** Opening Page extract block **

COVID-19 reveals outside health factors
In some ways, health is like real estate: Location matters. Probably more than any event in recent memory, COVID-19 has highlighted the relationship between people’s health and their address, along with other factors known as the “social determinants of health.”
We’re not talking just about wealth or whether you live in a grand manse or swank neighborhood. Social determinants encompass whether your neighborhood is safe and well-designed with sidewalks; whether you have access to transportation, healthful food, clean air and water, medical care, education and employment that provides a living wage; your race and more.
“The social determinants of health really focus on the fact that just going to the doctor doesn’t really determine how well you are. It’s the community in which you live and work and play,” and it’s about accessibility, says Patricia M. Tilley, MS Ed., deputy director of the New Hampshire Division of Public Health Services, Department of Health and Human Services. “Your zip code,” Tilley says, “may determine more about your health than almost anything about you.”
Social determinants include a range of physical as well as social factors — how much social support you have, for example, whether you suffer from discrimination, how much stress you experience, but also how much green space is near you, whether you’re exposed to toxic substances, and whether you live in safe housing.
Research indicates that social factors and physical environment together account for about 50% of people’s health status, says Semra Aytur, PhD, MPH, an associate professor in the Department of Health Management and Policy at the University of New Hampshire. Behavior such as eating habits, the ability to exercise and substance misuse, which are greatly influenced by social and physical environmental factors, account for another 30%. After adding those elements together, Aytur says, “we have accounted for over 80% of a population’s health status without even [considering] genetics or medical care.”
While COVID-19 has affected all of us “in profound ways,” Tilley says, it has hit some communities — particularly lower-income individuals — harder than others, reflecting the significance of, among other things, social determinants of health.
People who live in low-income communities and communities of color are often exposed to multiple stressors that are harmful social determinants, Aytur says. They are more likely to be exposed to crime, for example, and air pollution is often concentrated in these communities, which increases the risk of asthma and heightens susceptibility to COVID-19, a lung disease.

** Closing Page extract block **

▸ Prompt A:
According to the article on COVID-19 and the social determinants of health, about what share of people's health status do social factors and physical environment together account for?
▸ Prompt B:
Extend the article on COVID-19 and the social determinants of health, picking up after its final sentence.

** Opening Data excerpts block **

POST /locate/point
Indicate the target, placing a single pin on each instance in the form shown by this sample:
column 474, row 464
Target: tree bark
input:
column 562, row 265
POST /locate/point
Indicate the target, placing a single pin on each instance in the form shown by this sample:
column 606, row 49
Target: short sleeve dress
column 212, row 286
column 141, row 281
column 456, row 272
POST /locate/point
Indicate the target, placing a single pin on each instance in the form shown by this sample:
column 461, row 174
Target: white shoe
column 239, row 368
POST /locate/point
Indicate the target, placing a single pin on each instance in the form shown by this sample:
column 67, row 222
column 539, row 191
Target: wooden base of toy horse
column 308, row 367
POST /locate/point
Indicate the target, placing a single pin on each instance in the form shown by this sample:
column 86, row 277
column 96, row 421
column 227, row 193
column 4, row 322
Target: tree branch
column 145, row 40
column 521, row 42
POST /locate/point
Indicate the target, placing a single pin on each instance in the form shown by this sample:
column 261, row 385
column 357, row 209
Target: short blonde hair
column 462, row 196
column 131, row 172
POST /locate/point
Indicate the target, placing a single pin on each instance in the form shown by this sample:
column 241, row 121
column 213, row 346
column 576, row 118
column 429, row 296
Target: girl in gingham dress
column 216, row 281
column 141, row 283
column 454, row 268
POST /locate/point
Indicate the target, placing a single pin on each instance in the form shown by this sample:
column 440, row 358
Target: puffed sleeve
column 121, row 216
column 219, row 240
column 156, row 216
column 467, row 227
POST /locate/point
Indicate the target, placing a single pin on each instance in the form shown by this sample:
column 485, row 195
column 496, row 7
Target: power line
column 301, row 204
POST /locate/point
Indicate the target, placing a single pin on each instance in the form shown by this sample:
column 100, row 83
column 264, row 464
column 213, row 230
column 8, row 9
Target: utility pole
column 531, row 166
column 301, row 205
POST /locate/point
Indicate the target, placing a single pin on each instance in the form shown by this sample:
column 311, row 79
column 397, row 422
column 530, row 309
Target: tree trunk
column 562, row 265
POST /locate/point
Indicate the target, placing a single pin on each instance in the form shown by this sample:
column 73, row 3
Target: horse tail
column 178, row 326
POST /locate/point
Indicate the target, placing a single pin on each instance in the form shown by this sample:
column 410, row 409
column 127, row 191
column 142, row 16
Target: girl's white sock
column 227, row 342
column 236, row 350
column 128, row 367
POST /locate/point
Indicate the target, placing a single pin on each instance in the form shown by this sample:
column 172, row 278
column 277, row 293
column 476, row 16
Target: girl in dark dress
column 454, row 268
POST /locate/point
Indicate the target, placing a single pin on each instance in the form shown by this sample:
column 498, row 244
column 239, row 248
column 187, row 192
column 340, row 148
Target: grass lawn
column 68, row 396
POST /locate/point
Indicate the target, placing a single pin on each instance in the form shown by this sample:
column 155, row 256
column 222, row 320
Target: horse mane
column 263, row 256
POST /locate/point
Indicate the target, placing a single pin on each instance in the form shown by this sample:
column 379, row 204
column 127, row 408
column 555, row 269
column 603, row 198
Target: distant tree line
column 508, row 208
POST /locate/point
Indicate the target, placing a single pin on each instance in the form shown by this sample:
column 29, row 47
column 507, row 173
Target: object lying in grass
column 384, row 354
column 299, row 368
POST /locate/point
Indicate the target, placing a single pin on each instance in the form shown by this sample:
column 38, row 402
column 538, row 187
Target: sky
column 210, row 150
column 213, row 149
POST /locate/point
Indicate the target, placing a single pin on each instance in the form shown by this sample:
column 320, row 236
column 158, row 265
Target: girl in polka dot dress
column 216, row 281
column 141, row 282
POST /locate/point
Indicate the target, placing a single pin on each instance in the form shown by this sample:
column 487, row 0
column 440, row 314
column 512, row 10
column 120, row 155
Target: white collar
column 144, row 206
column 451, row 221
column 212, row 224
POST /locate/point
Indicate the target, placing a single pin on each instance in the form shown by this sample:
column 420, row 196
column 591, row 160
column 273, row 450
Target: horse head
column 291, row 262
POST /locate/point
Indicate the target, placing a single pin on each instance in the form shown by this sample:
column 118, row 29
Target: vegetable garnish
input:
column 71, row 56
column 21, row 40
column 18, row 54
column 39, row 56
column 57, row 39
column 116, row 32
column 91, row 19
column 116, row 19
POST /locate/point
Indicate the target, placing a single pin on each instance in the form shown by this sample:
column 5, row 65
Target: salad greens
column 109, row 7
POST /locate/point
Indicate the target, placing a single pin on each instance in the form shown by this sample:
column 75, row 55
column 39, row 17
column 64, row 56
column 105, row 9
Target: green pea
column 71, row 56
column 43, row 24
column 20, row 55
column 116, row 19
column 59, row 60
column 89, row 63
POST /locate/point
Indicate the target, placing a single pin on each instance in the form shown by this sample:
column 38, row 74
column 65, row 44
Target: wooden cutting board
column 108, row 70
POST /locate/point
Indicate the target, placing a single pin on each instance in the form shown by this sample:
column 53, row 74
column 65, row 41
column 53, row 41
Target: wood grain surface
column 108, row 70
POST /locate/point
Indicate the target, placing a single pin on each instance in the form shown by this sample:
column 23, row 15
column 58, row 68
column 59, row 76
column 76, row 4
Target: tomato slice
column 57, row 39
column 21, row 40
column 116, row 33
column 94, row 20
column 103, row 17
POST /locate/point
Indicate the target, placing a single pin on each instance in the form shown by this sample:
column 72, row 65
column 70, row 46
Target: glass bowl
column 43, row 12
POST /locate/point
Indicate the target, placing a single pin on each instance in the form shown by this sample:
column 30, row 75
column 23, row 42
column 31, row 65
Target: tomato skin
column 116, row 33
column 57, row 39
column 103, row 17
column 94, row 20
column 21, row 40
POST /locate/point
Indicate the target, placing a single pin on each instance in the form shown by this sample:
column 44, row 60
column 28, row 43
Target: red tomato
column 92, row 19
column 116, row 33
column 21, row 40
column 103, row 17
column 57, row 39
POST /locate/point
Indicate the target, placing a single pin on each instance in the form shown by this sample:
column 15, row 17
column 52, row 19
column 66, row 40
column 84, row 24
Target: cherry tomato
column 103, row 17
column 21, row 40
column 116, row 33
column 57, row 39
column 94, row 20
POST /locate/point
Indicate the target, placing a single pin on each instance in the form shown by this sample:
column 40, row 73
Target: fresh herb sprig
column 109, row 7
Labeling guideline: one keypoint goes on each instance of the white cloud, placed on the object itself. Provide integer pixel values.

** Closing Data excerpts block **

▸ Task result A:
About 50%.

▸ Task result B:
Tilley, who sits on the Governor’s Economic Re-Opening Task Force, says that the power of social determinants is such that as the country continues to grapple with the pandemic, “it’s very clear that it’s not about whether we address the social determinants of health or the risks of COVID. We need to address both of those issues with the same sense of urgency.”
And the Granite State is by no means immune to social determinant troubles. “New Hampshire is a great place to live and work and play, but we certainly have … pockets in the state that have real disparity in terms of income and access to services,” Tilley says.
In particular, New Hampshire’s lack of a robust transportation system, rental housing and affordable housing for people with lower incomes commonly present obstacles to good health for many state residents, Aytur says, along with food insecurity. Approximately 12% of children in New Hampshire live in food-insecure environments, she says.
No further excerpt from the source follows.